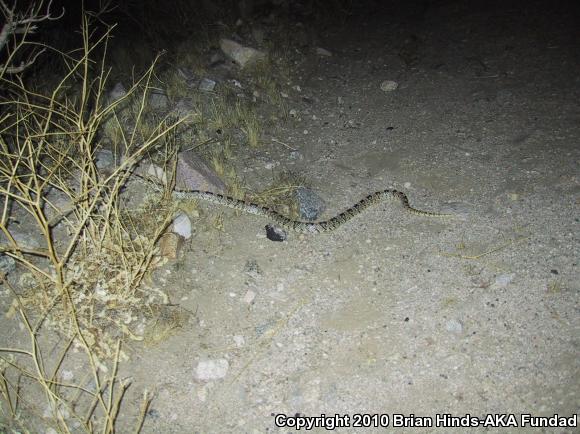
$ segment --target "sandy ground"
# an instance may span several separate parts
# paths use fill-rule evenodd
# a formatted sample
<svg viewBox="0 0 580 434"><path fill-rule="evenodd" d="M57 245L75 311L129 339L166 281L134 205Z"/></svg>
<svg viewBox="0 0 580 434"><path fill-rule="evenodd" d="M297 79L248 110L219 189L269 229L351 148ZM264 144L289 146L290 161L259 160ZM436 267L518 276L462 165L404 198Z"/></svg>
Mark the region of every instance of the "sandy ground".
<svg viewBox="0 0 580 434"><path fill-rule="evenodd" d="M307 174L327 215L395 187L458 217L386 204L332 234L274 243L260 219L227 212L225 230L199 234L161 279L194 316L134 367L157 385L144 432L297 431L274 414L350 416L341 432L404 431L395 414L433 423L408 432L435 431L442 414L514 414L502 420L520 427L521 414L577 415L574 19L449 2L324 33L333 56L295 71L311 102L280 137L303 158L261 149L248 179L274 162ZM200 380L207 363L225 376Z"/></svg>
<svg viewBox="0 0 580 434"><path fill-rule="evenodd" d="M125 367L129 401L156 392L143 432L289 433L275 415L322 414L348 416L345 433L466 432L437 415L578 414L580 21L540 3L433 2L317 31L332 57L293 71L305 98L276 132L301 157L266 145L239 161L245 179L302 173L325 217L393 187L456 218L384 204L276 243L266 221L225 211L222 232L199 230L156 273L192 315Z"/></svg>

#### WHAT YOU WILL DO
Each record should be written out again exactly, though without its pictures.

#### TASK SOLUTION
$ segment --target "sandy ground"
# an instance may span several separate parts
# paths use fill-rule evenodd
# a formatted sample
<svg viewBox="0 0 580 434"><path fill-rule="evenodd" d="M57 245L75 311L129 339L166 281L134 205Z"/></svg>
<svg viewBox="0 0 580 434"><path fill-rule="evenodd" d="M297 79L248 110L219 189L269 229L351 148ZM264 144L289 146L290 161L259 160ZM436 267L518 276L462 165L404 198Z"/></svg>
Mark the region of every instance of the "sandy ground".
<svg viewBox="0 0 580 434"><path fill-rule="evenodd" d="M307 174L327 215L395 187L458 217L386 204L332 234L274 243L260 219L227 212L225 230L199 234L161 279L194 316L134 367L157 385L144 432L297 431L274 414L350 416L341 432L404 431L395 414L433 423L408 432L435 431L442 414L514 414L502 420L520 427L521 414L577 415L574 19L449 2L324 33L333 56L295 71L311 102L280 137L303 158L261 149L248 179L274 162ZM200 380L207 363L225 376Z"/></svg>
<svg viewBox="0 0 580 434"><path fill-rule="evenodd" d="M125 367L129 401L156 392L143 432L289 433L275 415L322 414L348 416L345 433L466 432L437 415L578 414L580 21L540 3L433 2L317 31L332 57L293 71L305 98L276 132L301 157L266 145L239 161L245 179L302 173L325 217L393 187L456 218L384 204L276 243L266 221L225 211L222 232L199 230L156 273L192 315Z"/></svg>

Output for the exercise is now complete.